* **Exercise brief**:
Print the data that follows exactly, leaving nothing out.

* **Records to use**:
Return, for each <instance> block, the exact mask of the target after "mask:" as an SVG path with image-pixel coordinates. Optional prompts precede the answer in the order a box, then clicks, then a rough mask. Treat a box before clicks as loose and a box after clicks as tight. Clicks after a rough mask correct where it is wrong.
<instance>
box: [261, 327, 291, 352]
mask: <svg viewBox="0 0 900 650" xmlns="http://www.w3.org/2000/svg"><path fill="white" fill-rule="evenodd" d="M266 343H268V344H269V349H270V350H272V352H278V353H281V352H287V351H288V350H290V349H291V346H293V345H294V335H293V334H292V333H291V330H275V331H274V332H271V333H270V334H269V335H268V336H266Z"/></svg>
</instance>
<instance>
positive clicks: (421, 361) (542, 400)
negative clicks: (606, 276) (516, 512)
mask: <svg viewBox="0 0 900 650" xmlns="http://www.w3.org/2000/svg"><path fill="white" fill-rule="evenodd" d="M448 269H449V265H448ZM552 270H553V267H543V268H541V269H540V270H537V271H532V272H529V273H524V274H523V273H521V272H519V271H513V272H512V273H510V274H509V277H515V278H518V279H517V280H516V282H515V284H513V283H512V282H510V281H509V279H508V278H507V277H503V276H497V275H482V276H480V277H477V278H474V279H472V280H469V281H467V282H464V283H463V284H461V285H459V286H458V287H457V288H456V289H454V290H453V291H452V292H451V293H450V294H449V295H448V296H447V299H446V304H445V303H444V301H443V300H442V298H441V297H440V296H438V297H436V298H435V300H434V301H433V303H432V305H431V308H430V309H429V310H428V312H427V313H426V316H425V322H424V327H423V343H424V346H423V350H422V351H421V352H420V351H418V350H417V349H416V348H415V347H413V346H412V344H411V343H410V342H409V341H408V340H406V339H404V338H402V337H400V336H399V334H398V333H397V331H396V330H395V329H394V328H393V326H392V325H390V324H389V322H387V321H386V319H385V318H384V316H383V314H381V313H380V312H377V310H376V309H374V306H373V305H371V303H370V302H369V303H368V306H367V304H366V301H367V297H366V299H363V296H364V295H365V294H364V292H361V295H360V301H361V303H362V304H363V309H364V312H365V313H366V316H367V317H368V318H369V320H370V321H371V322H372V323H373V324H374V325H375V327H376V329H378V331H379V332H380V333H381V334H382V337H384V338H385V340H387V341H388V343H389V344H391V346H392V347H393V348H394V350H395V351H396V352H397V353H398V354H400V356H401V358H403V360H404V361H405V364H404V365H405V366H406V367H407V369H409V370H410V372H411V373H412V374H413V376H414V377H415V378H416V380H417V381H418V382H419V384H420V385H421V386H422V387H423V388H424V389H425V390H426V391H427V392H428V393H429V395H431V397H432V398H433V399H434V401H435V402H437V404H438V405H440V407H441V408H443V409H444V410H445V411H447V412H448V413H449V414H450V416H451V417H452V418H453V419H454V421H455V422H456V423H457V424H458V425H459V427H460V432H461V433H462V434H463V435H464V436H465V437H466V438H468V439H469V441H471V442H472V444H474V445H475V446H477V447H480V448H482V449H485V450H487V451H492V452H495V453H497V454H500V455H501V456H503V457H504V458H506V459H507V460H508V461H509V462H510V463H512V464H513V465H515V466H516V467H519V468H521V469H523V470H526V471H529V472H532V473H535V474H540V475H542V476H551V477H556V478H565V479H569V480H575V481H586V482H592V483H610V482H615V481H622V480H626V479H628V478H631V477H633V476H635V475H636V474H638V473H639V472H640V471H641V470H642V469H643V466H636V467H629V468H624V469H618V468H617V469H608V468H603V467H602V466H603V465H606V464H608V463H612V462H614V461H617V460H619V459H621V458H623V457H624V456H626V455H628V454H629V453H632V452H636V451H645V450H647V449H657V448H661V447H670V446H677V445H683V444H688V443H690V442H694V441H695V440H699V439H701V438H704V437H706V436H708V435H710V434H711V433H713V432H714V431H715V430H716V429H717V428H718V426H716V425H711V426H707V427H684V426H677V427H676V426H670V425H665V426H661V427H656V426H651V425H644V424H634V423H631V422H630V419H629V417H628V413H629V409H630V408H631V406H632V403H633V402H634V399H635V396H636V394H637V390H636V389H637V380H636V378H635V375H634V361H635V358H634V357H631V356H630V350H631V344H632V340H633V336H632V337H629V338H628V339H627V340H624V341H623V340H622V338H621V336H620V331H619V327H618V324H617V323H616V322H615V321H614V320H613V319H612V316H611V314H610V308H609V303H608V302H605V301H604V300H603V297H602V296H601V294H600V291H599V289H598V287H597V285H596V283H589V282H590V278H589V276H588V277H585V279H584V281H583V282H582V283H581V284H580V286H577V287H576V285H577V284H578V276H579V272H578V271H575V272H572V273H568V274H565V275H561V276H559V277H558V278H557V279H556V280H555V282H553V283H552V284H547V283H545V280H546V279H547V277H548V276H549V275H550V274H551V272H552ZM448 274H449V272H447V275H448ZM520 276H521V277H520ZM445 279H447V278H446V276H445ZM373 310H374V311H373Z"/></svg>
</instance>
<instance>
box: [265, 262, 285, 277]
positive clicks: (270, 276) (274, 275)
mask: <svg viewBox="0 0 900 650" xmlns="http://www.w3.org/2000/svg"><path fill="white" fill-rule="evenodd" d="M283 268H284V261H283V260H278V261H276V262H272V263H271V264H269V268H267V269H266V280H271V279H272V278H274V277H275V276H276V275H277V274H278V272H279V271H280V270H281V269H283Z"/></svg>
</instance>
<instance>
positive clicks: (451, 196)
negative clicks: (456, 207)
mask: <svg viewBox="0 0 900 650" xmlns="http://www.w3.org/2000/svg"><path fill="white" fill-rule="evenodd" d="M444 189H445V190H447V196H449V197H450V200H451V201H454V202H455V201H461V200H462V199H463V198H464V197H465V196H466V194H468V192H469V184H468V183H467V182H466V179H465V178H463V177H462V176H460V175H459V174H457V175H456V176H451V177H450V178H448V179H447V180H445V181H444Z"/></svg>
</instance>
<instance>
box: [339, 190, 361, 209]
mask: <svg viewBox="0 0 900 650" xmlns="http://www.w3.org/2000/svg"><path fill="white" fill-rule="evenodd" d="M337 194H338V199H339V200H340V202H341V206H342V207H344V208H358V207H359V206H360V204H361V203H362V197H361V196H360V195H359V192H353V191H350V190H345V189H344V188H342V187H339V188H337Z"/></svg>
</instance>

* **Finished task**:
Return, for each <instance> block, the exact mask of the target after "mask:" as an SVG path with image-pixel coordinates. Optional prompts precede the answer in the order a box, then clicks, then a rough mask. Treat a box before clicks as loose and a box after clicks as tight. Clicks after a rough mask correct where it is wrong.
<instance>
box: [261, 327, 291, 352]
mask: <svg viewBox="0 0 900 650" xmlns="http://www.w3.org/2000/svg"><path fill="white" fill-rule="evenodd" d="M266 343H268V344H269V349H270V350H272V352H278V353H281V352H287V351H288V350H290V349H291V346H293V345H294V335H293V334H292V333H291V330H275V331H274V332H271V333H270V334H269V335H268V336H266Z"/></svg>
</instance>
<instance>
positive clicks: (421, 361) (542, 400)
negative clicks: (606, 276) (516, 512)
mask: <svg viewBox="0 0 900 650" xmlns="http://www.w3.org/2000/svg"><path fill="white" fill-rule="evenodd" d="M448 269H449V265H448ZM552 270H553V267H543V268H541V269H540V270H537V271H532V272H529V273H524V274H523V273H521V272H519V271H513V272H512V273H510V274H509V277H515V278H518V279H517V280H516V282H515V284H513V283H512V282H510V281H509V279H508V278H507V277H503V276H497V275H482V276H480V277H477V278H474V279H472V280H469V281H467V282H464V283H463V284H461V285H459V286H458V287H457V288H456V289H454V290H453V291H452V292H451V293H450V294H449V295H448V296H447V299H446V304H445V303H444V301H443V300H442V298H441V297H440V296H438V297H436V298H435V300H434V301H433V303H432V305H431V308H430V309H429V310H428V312H427V313H426V316H425V322H424V327H423V343H424V346H423V350H422V351H421V352H420V351H418V350H417V349H416V348H415V347H413V346H412V344H411V343H410V342H409V341H408V340H406V339H404V338H402V337H400V336H399V334H398V333H397V331H396V330H395V329H394V328H393V326H392V325H390V324H389V322H387V321H386V319H385V318H384V316H383V314H381V313H380V312H377V310H376V309H374V306H373V305H371V303H370V302H369V303H368V306H367V304H366V301H367V297H366V299H363V296H364V295H365V294H364V292H361V295H360V301H361V303H362V304H363V309H364V312H365V313H366V316H367V317H368V318H369V320H370V321H371V322H372V323H373V324H374V325H375V327H376V329H378V331H379V332H380V333H381V334H382V337H384V338H385V340H387V341H388V343H389V344H391V346H392V347H393V348H394V350H395V351H396V352H397V353H398V354H400V356H401V358H403V360H404V361H405V364H404V365H405V366H406V367H407V369H409V370H410V372H411V373H412V374H413V376H414V377H415V378H416V380H417V381H418V382H419V384H420V385H421V386H422V387H423V388H424V389H425V390H426V391H427V392H428V393H429V395H431V397H432V398H433V399H434V401H435V402H437V404H438V405H440V407H441V408H443V409H444V410H445V411H447V412H448V413H449V414H450V416H451V417H452V418H453V419H454V421H455V422H456V423H457V424H458V425H459V427H460V432H461V433H462V434H463V435H464V436H465V437H466V438H468V439H469V441H471V442H472V444H474V445H475V446H477V447H480V448H482V449H485V450H487V451H492V452H495V453H497V454H500V455H501V456H503V457H504V458H506V459H507V460H508V461H509V462H510V463H512V464H513V465H515V466H516V467H519V468H521V469H523V470H526V471H529V472H532V473H535V474H540V475H542V476H551V477H556V478H565V479H569V480H575V481H586V482H592V483H610V482H615V481H622V480H626V479H628V478H631V477H633V476H635V475H636V474H638V473H639V472H640V471H641V470H642V469H643V466H636V467H629V468H624V469H618V468H617V469H608V468H603V467H602V466H603V465H606V464H608V463H612V462H614V461H617V460H619V459H621V458H623V457H624V456H626V455H628V454H629V453H632V452H636V451H645V450H647V449H657V448H661V447H670V446H677V445H683V444H688V443H690V442H694V441H695V440H699V439H701V438H704V437H706V436H708V435H710V434H711V433H713V432H714V431H715V430H716V429H717V428H718V426H716V425H711V426H707V427H684V426H677V427H676V426H670V425H665V426H661V427H656V426H651V425H644V424H634V423H631V422H630V419H629V417H628V413H629V409H630V408H631V406H632V403H633V402H634V399H635V396H636V394H637V390H636V389H637V380H636V378H635V375H634V361H635V358H634V357H631V356H630V350H631V344H632V340H633V336H632V337H629V338H628V339H627V340H624V341H623V340H622V338H621V336H620V331H619V327H618V324H617V323H616V322H615V321H614V320H613V319H612V316H611V314H610V308H609V303H608V302H605V301H604V300H603V297H602V296H601V294H600V291H599V289H598V287H597V285H596V283H589V282H590V278H589V276H588V277H585V279H584V281H583V282H582V283H581V284H580V286H577V287H576V285H577V284H578V276H579V272H578V271H575V272H572V273H568V274H565V275H561V276H559V277H558V278H557V279H556V280H555V282H553V283H552V284H547V283H545V280H546V279H547V277H548V276H549V275H550V274H551V272H552ZM448 274H449V272H447V275H448ZM520 276H521V277H520ZM445 279H447V278H446V276H445ZM373 310H374V311H373Z"/></svg>
</instance>
<instance>
box: [265, 262, 285, 277]
positive clicks: (270, 276) (274, 275)
mask: <svg viewBox="0 0 900 650" xmlns="http://www.w3.org/2000/svg"><path fill="white" fill-rule="evenodd" d="M283 268H284V261H283V260H278V261H276V262H272V263H271V264H269V268H267V269H266V280H271V279H272V278H274V277H275V276H276V275H277V274H278V272H279V271H280V270H281V269H283Z"/></svg>
</instance>
<instance>
positive clicks: (451, 196)
negative clicks: (456, 207)
mask: <svg viewBox="0 0 900 650" xmlns="http://www.w3.org/2000/svg"><path fill="white" fill-rule="evenodd" d="M444 189H445V190H447V196H449V197H450V200H451V201H454V202H455V201H461V200H462V199H463V198H464V197H465V196H466V194H468V192H469V184H468V183H467V182H466V179H465V178H463V177H462V176H460V175H459V174H457V175H456V176H451V177H450V178H448V179H447V180H445V181H444Z"/></svg>
</instance>
<instance>
box: [339, 190, 361, 209]
mask: <svg viewBox="0 0 900 650" xmlns="http://www.w3.org/2000/svg"><path fill="white" fill-rule="evenodd" d="M337 194H338V199H339V200H340V202H341V206H342V207H344V208H358V207H359V206H360V204H361V203H362V197H361V196H360V195H359V192H353V191H350V190H345V189H344V188H342V187H339V188H337Z"/></svg>
</instance>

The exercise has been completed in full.